> The exercise:
Print the full listing below verbatim, keeping every line unchanged and in its original order.

> Data excerpts:
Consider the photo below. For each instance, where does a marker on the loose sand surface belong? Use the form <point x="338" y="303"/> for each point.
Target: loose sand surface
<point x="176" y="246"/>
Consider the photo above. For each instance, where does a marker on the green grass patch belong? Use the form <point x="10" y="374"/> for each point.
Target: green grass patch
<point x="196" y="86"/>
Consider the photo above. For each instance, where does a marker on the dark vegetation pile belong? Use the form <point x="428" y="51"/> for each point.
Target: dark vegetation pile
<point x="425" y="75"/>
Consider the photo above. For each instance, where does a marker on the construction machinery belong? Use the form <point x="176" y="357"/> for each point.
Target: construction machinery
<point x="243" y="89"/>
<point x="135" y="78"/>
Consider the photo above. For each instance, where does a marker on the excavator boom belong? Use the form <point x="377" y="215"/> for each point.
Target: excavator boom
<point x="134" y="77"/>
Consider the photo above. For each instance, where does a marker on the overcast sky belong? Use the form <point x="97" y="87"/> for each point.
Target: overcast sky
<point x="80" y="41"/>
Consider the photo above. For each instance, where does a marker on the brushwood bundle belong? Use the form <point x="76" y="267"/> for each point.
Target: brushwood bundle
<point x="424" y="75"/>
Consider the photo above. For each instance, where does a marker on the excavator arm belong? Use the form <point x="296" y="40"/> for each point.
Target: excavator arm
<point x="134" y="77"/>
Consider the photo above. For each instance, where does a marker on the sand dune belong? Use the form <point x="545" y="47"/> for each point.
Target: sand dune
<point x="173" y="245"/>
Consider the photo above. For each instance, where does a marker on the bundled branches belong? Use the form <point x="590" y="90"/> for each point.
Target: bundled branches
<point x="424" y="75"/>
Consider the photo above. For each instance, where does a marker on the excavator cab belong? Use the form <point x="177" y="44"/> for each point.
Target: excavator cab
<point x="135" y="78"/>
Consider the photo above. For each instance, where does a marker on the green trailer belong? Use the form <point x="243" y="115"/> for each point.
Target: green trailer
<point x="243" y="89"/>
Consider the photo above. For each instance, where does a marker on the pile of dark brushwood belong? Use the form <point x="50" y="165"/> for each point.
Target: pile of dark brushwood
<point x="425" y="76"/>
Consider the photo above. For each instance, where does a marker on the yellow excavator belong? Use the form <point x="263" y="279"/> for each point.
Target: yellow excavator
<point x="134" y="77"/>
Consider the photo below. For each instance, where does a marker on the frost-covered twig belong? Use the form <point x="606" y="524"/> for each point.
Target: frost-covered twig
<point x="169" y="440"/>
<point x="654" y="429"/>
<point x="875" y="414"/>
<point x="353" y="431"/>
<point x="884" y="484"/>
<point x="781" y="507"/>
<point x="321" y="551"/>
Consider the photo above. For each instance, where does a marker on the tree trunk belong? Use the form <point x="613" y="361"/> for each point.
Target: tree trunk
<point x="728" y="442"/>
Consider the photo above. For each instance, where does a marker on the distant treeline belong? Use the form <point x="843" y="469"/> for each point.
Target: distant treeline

> Answer to the exercise:
Consider the photo below. For each instance, where does a marker on the loose sand surface belong? Use the form <point x="338" y="303"/> for each point.
Target: loose sand surface
<point x="176" y="246"/>
Consider the photo above. For each instance, where does a marker on the green grass patch belong? Use the form <point x="10" y="374"/> for each point.
Target: green grass patch
<point x="196" y="86"/>
Consider the photo above. For each instance, where does a marker on the dark vegetation pile belong? Use the form <point x="428" y="51"/> for each point.
Target: dark vegetation pile
<point x="425" y="75"/>
Consider the photo above. For each instance, where does a marker on the construction machinery belong? Use the form <point x="176" y="357"/> for each point.
Target: construction machinery
<point x="243" y="89"/>
<point x="135" y="78"/>
Consider the photo above. For each instance, where does a marker on the excavator boom belong? Use the form <point x="377" y="215"/> for each point.
Target: excavator boom
<point x="134" y="77"/>
Consider the photo above. For each instance, where does a marker on the overcast sky belong? Use the form <point x="97" y="87"/> for each point.
Target: overcast sky
<point x="80" y="41"/>
Consider the photo above. For each instance, where does a marker on the brushwood bundle belong? Use the form <point x="76" y="267"/> for each point.
Target: brushwood bundle
<point x="424" y="75"/>
Consider the photo above. For each instance, where does a marker on the excavator arm belong? Use the form <point x="296" y="40"/> for each point.
Target: excavator arm
<point x="134" y="77"/>
Consider the photo above. For each instance, where does a marker on the sand dune belong? Use the form <point x="545" y="47"/> for each point.
Target: sand dune
<point x="173" y="245"/>
Consider the photo above. For each instance, where does a marker on the bundled branches belong? Use the form <point x="590" y="90"/> for each point.
Target: bundled branches
<point x="424" y="75"/>
Consider the photo above. For each instance, where does a marker on the excavator cab belong? Use the form <point x="177" y="44"/> for each point.
Target: excavator cab
<point x="135" y="78"/>
Consider the photo above. For each instance, where does a marker on the green trailer belong? Use the form <point x="243" y="115"/> for each point.
Target: green trailer
<point x="243" y="89"/>
Consider the photo above. For each instance, where does a marker on the pile of dark brushwood belong? Use the form <point x="50" y="165"/> for each point.
Target: pile of dark brushwood
<point x="425" y="76"/>
Consider the photo above. For each instance, where does a marker on the yellow excavator belong? Use the form <point x="263" y="279"/> for each point.
Target: yellow excavator
<point x="134" y="77"/>
Consider the photo below. For each instance, where does a marker on the frost-covered twig belong? Use the form <point x="606" y="524"/> for each point.
Target: frost-covered twig
<point x="169" y="440"/>
<point x="654" y="429"/>
<point x="875" y="414"/>
<point x="353" y="431"/>
<point x="884" y="484"/>
<point x="781" y="507"/>
<point x="321" y="551"/>
Consider the photo above. For each instance, where does a marker on the tree trunk belong? Use the form <point x="613" y="361"/> for each point.
Target: tree trunk
<point x="728" y="442"/>
Consider the photo above. For each instance, where does a marker on the distant treeline belong? Use the form <point x="843" y="469"/> for each point.
Target: distant treeline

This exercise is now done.